* **Supplied data**:
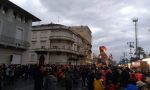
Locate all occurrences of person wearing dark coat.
[44,72,57,90]
[122,68,130,87]
[34,66,43,90]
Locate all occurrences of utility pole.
[133,18,139,58]
[127,42,134,57]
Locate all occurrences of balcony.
[48,48,77,54]
[77,51,85,57]
[49,36,75,42]
[0,35,30,49]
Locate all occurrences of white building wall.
[49,53,67,64]
[0,48,23,64]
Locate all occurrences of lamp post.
[127,42,134,57]
[133,18,139,58]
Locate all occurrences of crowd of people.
[0,65,150,90]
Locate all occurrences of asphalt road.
[2,80,87,90]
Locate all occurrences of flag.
[109,54,113,60]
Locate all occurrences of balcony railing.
[0,34,30,49]
[48,48,77,54]
[49,36,75,42]
[34,47,84,56]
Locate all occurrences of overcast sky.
[10,0,150,61]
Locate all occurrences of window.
[31,54,35,61]
[40,31,47,38]
[2,7,8,14]
[16,27,24,40]
[31,41,36,49]
[41,41,46,48]
[32,32,37,39]
[0,19,2,33]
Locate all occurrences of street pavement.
[2,80,87,90]
[2,80,124,90]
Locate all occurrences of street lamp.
[127,42,134,57]
[133,18,138,57]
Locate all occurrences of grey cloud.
[11,0,150,60]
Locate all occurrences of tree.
[135,47,146,59]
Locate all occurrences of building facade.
[0,0,40,64]
[71,26,93,64]
[29,23,91,65]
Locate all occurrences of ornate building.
[0,0,40,64]
[29,23,91,65]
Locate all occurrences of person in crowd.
[44,70,57,90]
[34,66,43,90]
[65,68,73,90]
[87,68,95,90]
[125,79,138,90]
[93,73,104,90]
[105,67,113,89]
[121,67,130,87]
[135,70,143,81]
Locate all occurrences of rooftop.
[0,0,41,22]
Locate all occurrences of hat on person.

* **Given problem**:
Rewrite all of the records above, replacing "Locate all occurrences of" with "Mark every instance of" and leaving everything else unchanged. Omit the pictures from your answer.

* **Solution**:
Mark every instance of person wearing dark coat.
[44,72,57,90]
[122,68,130,87]
[34,66,43,90]
Mark every instance of utility pole.
[133,18,139,58]
[127,42,134,57]
Mark every instance of balcony.
[48,48,77,54]
[77,51,85,57]
[49,36,75,42]
[0,35,30,49]
Mark every instance of white building wall.
[49,53,67,64]
[0,48,23,64]
Mark every instance of lamp post.
[127,42,134,57]
[133,18,139,58]
Mark every instance of crowd of people.
[0,65,150,90]
Mark every instance of asphalt road.
[2,80,87,90]
Mark every instance of flag.
[109,54,113,60]
Mark every instance of balcony railing.
[0,34,30,49]
[48,48,77,54]
[49,36,75,42]
[34,47,84,56]
Mark every instance of overcast sky.
[10,0,150,61]
Mark every instance of window.
[31,54,35,61]
[40,31,47,38]
[2,7,8,14]
[16,27,24,40]
[31,41,36,49]
[41,41,46,48]
[32,32,37,39]
[0,19,2,33]
Mark every instance of street pavement.
[2,80,87,90]
[2,80,124,90]
Mark every instance of street lamp.
[127,42,134,57]
[133,18,138,57]
Mark every instance of grey cloud.
[11,0,150,60]
Mark every instance of tree.
[135,47,146,59]
Mark every instance of building facade.
[0,0,40,64]
[71,26,93,64]
[29,23,91,65]
Mark every instance of ornate building.
[0,0,40,64]
[29,23,91,65]
Mark every instance of person in crowd.
[44,70,57,90]
[34,66,43,90]
[65,68,73,90]
[87,68,95,90]
[125,79,138,90]
[93,73,104,90]
[105,67,113,89]
[121,67,130,87]
[135,70,143,81]
Mark every instance of rooftop.
[0,0,41,22]
Mark every instance of hat on person.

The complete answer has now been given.